──────── Document text

EDIT 2: finally green :)

[skip cirrus] [skip circle]

mdhaber

Just thought I'd come try to support this in case it would help @lucascolley. I'm also happy to stay out of it because it is easy for the kitchen to get too crowded.

If you'd like me to continue, one other question beforehand - were you interested in seeing if a mechanism like special's support_alternative_backends would work instead of modifying the individual functions? The code is mostly boilerplate, so I think it can be abstracted out. I'll be looking at whether the special approach can be used for signal later this week, and I could also throw this into the mix. The thought is that it could eliminate most of the diff in the functions themselves.

mdhaber · 2024-06-15T20:28:19Z

scipy/linalg/_basic.py

+    unsupported_args = {
+        'lower': lower,
+        'assume_a': assume_a != 'gen',
+        'transposed': transposed


Are we silently ignoring overwrite_a and overwrite_b since they don't guarantee anything about the behavior? Just checking understanding.

mdhaber · 2024-06-15T20:29:47Z

scipy/linalg/_basic.py

@@ -141,11 +145,37 @@ def solve(a, b, lower=False, overwrite_a=False,
    array([ True,  True,  True], dtype=bool)

    """
+    xp = array_namespace(a, b)
+    if check_finite:


I suppose the idea here is that it's easy enough for us to support check_finite even though it's not in the standard?

Not that we need to, but it seems like it would be just as easy to support transposed. With slightly more effort, we could support lower with other options for assume_a. (It would not necessarily lead to more efficient solution; just a more consistent interface.)

Just want to make sure I'm understanding correctly - not suggesting any action.

Yes, and yes. I was just implementing what was 'free' in this PR (just using a kwarg of _asarray here) and leaving the rest in xp_unsupported_args. Ideally, that list would be reduced as much as possible, which can happen in two ways:

us implementing agnostic versions of the args (which may be easy for some of them)

args being added to the standard API

mdhaber · 2024-06-15T20:36:06Z

scipy/linalg/_basic.py

+    }
+    if any(unsupported_args.values()):
+        xp_unsupported_args(unsupported_args)
+    if hasattr(xp, 'linalg'):


Is it possible for xp to have linalg but linalg not to have solve?

Yes, but we don't want to support such a library. Ref: https://data-apis.org/array-api/latest/extensions/index.html

Extension module implementors must aim to provide all functions and other public objects in an extension. The rationale for this is that downstream usage can then check whether or not the extension is present (using hasattr(xp, 'extension_name') should be enough), and can then assume that functions are implemented. This in turn makes it also easy for array-consuming libraries to document which array libraries they support - e.g., “all libraries implementing the array API standard and its linear algebra extension”.

mdhaber · 2024-06-15T20:37:20Z

scipy/linalg/_basic.py

+        dtype = xp.result_type(a, b, xp.float32)

────────────────
──────── Items

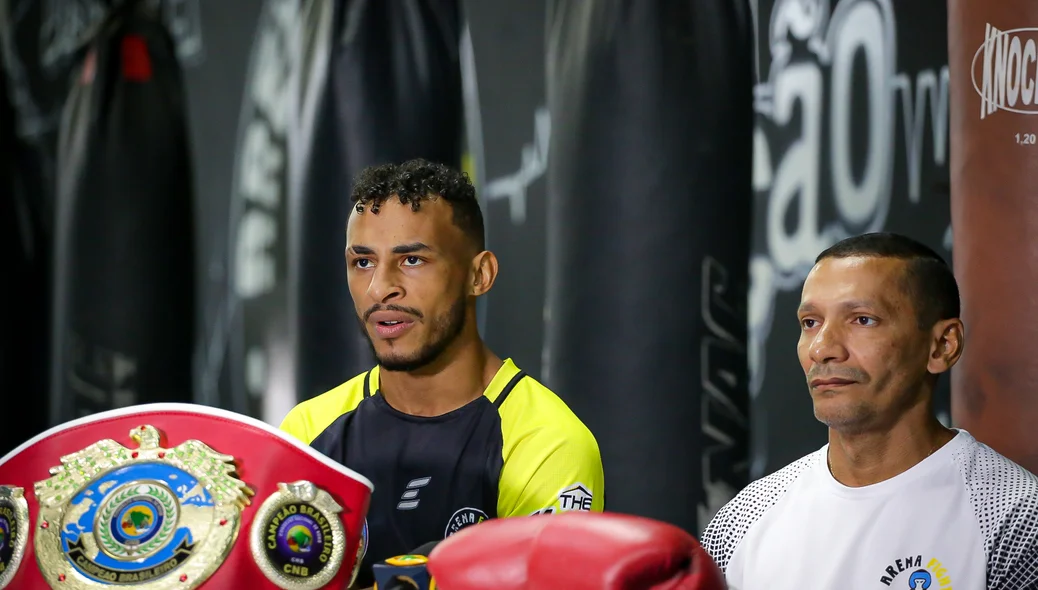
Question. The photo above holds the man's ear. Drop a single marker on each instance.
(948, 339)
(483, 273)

────────────────
──────── Items

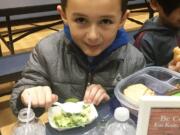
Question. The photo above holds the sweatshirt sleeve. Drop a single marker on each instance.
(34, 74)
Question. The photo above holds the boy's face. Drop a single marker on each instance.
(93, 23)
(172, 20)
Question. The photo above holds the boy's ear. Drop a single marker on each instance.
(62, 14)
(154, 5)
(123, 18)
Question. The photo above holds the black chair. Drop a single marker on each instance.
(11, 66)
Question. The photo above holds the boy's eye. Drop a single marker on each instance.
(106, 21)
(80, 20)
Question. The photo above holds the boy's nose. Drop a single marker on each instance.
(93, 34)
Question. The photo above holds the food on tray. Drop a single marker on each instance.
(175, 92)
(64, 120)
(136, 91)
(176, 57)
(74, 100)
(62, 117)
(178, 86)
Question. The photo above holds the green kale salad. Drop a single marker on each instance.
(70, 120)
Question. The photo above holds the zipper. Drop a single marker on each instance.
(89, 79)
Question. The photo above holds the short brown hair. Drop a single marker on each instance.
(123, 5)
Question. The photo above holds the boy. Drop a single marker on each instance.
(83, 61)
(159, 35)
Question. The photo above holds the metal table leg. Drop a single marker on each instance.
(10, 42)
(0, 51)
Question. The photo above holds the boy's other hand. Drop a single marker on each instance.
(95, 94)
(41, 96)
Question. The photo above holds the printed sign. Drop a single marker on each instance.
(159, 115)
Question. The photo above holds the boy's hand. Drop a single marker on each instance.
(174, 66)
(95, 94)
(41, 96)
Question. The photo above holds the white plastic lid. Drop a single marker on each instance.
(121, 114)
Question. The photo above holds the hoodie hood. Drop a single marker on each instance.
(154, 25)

────────────────

▸ **Problem set**
a) According to the review thread, which check should be enough for downstream code to tell whether an extension is present?
b) Translate this sentence from the review thread into Spanish: "Extension module implementors must aim to provide all functions and other public objects in an extension."

▸ **Solutions**
a) Using hasattr(xp, 'extension_name').

b) Los implementadores de módulos de extensión deben procurar proporcionar todas las funciones y demás objetos públicos de una extensión.